BEGIN

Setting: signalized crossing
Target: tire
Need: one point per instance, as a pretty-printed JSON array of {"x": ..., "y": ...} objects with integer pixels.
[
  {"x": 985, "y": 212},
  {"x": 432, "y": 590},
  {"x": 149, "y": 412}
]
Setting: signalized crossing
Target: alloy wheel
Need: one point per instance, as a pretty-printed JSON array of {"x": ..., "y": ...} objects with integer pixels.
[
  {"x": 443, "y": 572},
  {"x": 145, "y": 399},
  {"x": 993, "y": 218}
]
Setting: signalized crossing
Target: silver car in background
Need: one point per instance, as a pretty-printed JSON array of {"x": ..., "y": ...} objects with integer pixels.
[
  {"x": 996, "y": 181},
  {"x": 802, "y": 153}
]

END

Whenever the word "Target" occurs in a line above, copy that line.

= Worked solution =
Target: tire
Target: alloy wheel
Target: silver car in background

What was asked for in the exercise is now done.